> [Extrait]
═══

« A certains moments de la lutte révolutionnaire les difficultés prévalent sur les conditions favorables (…). Malgré cela, dans les efforts accomplis par les révolutionnaires, les difficultés sont graduellement dépassées, une nouvelle situation avantageuse apparaît et la situation défavorable cède la place à celle plus favorable » (Mao-Tsé-Toung).

Comme nous l’avons vu, le cadre général de l’affrontement à notre époque est marqué de façon déterminante par l’accélération de la dynamique d’intégration des économies à l’échelle mondiale en de grandes zones régionales, et par l’intensification du mouvement de concentration des capitaux en de grands oligopoles multinationaux avec une extension planétaire.

Ces processus se déroulent dans un contexte dominé par la direction et les instruments capitalistes et, en conséquence, ils ne peuvent que déterminer l’explosion violente de contradictions entre toutes les forces en présence.

Nous ne sommes donc pas à l’aube de « l’ère de la paix, de développement et de stabilisation » dont parle la bourgeoisie occidentale en toutes occasions.

Au contraire, de « vieux » ou de « nouveaux » conflits se multiplient rapidement à chaque niveau de la formation sociale capitaliste.

Les zones métropolitaines du centre impérialiste sont traversées de long en large par des stratégies capitalistes toujours plus intégrées et homogènes: la restructuration industrielle, la redéfinition du marché du travail et la dérégulation économique et sociale accroissent comme jamais par le passé la polarisation entre richesse et pauvreté, entre développement et sous-développement dans ces zones mêmes; elles abaissent le pouvoir d’achat en augmentant le coût des services et en exacerbant globalement les conditions de vie des classes les plus défavorisées.

Dans ce contexte, les niveaux de médiation sociale explosent rapidement, et les contradictions de classes s’aiguisent.

Dans toute l’Europe et dans toutes les situations le prolétariat se heurte toujours plus à l’actuelle régimentation des pouvoirs de la bourgeoisie impérialiste.

Le déploiement des stratégies de pénétration des monopoles capitalistes occidentaux sur les trois continents génère la marginalisation d’économies préexistentes et la prolétarisation croissante de la plus grande partie de la population dans ces zones, provoquant en même temps la paupérisation et la famine dans la destruction de toutes les conditions autonomes de subsistance.

═══

> [Entrées de données]
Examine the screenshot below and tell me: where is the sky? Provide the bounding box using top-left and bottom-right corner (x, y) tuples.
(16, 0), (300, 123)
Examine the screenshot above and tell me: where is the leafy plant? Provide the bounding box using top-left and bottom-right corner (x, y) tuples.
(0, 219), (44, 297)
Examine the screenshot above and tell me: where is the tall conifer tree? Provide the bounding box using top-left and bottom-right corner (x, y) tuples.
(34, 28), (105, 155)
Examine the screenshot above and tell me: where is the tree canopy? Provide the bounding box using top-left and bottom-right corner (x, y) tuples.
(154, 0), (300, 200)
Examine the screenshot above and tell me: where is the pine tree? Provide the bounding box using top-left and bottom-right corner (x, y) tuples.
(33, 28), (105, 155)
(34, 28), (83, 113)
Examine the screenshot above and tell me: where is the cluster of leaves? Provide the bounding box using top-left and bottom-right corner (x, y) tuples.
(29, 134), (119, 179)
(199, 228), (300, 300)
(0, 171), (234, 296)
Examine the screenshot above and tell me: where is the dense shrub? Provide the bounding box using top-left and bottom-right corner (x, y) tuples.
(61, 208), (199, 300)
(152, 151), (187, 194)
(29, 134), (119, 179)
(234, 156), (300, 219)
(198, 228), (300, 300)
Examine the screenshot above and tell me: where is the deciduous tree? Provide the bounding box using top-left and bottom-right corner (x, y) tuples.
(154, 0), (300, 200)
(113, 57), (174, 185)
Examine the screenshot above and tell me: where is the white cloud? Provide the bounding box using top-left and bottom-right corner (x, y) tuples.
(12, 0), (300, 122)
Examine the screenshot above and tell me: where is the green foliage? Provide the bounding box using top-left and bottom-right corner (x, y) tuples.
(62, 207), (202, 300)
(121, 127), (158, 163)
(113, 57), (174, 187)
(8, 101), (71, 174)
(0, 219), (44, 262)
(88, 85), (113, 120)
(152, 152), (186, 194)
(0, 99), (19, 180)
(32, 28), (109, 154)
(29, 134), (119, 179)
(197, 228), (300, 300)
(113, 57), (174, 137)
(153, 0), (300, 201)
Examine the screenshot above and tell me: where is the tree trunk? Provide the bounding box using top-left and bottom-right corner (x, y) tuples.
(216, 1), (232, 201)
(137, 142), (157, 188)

═══

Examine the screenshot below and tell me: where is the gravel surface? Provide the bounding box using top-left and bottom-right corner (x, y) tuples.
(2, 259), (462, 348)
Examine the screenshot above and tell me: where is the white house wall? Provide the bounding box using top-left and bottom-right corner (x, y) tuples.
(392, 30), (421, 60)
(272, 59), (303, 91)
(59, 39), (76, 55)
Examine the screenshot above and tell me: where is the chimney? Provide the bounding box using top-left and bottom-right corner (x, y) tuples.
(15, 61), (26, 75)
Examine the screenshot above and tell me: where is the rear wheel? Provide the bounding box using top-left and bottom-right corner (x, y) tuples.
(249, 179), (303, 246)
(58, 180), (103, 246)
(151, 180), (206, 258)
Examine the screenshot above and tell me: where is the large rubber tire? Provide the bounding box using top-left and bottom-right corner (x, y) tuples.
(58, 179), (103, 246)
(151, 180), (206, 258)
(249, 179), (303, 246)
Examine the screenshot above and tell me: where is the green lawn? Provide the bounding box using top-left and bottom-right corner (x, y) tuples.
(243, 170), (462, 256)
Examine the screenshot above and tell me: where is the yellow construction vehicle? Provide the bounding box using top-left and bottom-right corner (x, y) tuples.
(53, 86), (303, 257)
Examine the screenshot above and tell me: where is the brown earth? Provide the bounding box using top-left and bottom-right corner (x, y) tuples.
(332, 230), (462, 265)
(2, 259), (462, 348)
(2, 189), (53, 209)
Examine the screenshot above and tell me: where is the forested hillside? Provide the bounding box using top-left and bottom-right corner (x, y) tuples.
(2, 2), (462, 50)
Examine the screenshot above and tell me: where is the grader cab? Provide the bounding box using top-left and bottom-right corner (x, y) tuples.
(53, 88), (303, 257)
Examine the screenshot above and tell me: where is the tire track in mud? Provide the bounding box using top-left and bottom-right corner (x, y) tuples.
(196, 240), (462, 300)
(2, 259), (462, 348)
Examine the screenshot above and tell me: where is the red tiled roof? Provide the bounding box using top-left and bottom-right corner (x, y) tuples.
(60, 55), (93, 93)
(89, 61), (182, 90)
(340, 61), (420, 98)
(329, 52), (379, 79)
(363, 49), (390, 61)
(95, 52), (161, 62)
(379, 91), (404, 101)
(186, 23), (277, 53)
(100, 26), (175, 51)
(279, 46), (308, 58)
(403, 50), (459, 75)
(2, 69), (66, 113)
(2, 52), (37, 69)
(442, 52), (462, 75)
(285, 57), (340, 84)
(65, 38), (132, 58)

═══

> [Consigne 1] Dans les enregistrements, remplace « tuples » par « pairs » entre la ligne contenant « Examine the screenshot below and tell me: where is the sky? » et celle contenant « (137, 142), (157, 188) », toutes deux comprises. Recopie ces lignes sans aucune autre modification.
> [Consigne 2] Reprends l'extrait sur la lutte révolutionnaire face à l'intégration capitaliste mondiale et poursuis-le après sa dernière phrase.
L'extrait et les enregistrements n'ont aucun lien entre eux.

> [Réponse rédigée 1]
Examine the screenshot below and tell me: where is the sky? Provide the bounding box using top-left and bottom-right corner (x, y) pairs.
(16, 0), (300, 123)
Examine the screenshot above and tell me: where is the leafy plant? Provide the bounding box using top-left and bottom-right corner (x, y) pairs.
(0, 219), (44, 297)
Examine the screenshot above and tell me: where is the tall conifer tree? Provide the bounding box using top-left and bottom-right corner (x, y) pairs.
(34, 28), (105, 155)
Examine the screenshot above and tell me: where is the tree canopy? Provide the bounding box using top-left and bottom-right corner (x, y) pairs.
(154, 0), (300, 200)
Examine the screenshot above and tell me: where is the pine tree? Provide the bounding box using top-left and bottom-right corner (x, y) pairs.
(33, 28), (105, 155)
(34, 28), (83, 113)
Examine the screenshot above and tell me: where is the cluster of leaves? Provide the bounding box using top-left and bottom-right corner (x, y) pairs.
(29, 134), (119, 179)
(199, 228), (300, 300)
(0, 171), (234, 296)
Examine the screenshot above and tell me: where is the dense shrub? Provide the bounding box using top-left and bottom-right corner (x, y) pairs.
(61, 208), (199, 300)
(152, 151), (187, 194)
(29, 134), (119, 179)
(234, 156), (300, 219)
(198, 228), (300, 300)
Examine the screenshot above and tell me: where is the deciduous tree? Provide the bounding box using top-left and bottom-right corner (x, y) pairs.
(154, 0), (300, 200)
(113, 57), (174, 185)
Examine the screenshot above and tell me: where is the white cloud? Provide the bounding box using top-left and bottom-right corner (x, y) pairs.
(12, 0), (300, 122)
Examine the screenshot above and tell me: where is the green foliage? Provide the bounding box using top-left and bottom-right corner (x, y) pairs.
(62, 207), (202, 300)
(121, 127), (158, 163)
(113, 57), (174, 187)
(8, 101), (71, 174)
(0, 219), (44, 262)
(88, 85), (113, 120)
(152, 152), (186, 194)
(0, 99), (19, 180)
(32, 28), (109, 154)
(29, 134), (119, 179)
(197, 228), (300, 300)
(113, 57), (174, 137)
(153, 0), (300, 201)
Examine the screenshot above and tell me: where is the tree trunk? Provide the bounding box using top-left and bottom-right corner (x, y) pairs.
(216, 1), (232, 201)
(137, 142), (157, 188)

> [Réponse rédigée 2]
Pour les pôles capitalistes l’exigence à disposer en permanence d’une armée industrielle de réserve détermine une dislocation de la force de travail et des lignes de développement et de sous-développement, avec entre autres des mouvements massifs de migration des zones des trois continents [Afrique, Asie, Amérique latine] vers les métropoles du centre.

Ainsi les peuples des trois continents sont-ils toujours plus placés dans un rapport d’affrontement direct avec la bourgeoisie impérialiste.

Afin de déterminer la hiérarchie de pouvoir dans le système impérialiste, les grands monopoles multinationaux, les blocs impérialistes et les simples nations s’affrontent dans le cadre de la concurrence/compétition capitaliste.

Tenaillée par l’exigence des profits dans la crise capitaliste persistante, la bourgeoisie des centres impérialistes accroît son agressivité aux quatre coins des trois continents, aussi bien au niveau économique que politique, en retirant toute marge de manœuvre et d’existence propre aux fractions des bourgeoisies nationales qui s’y reproduisent.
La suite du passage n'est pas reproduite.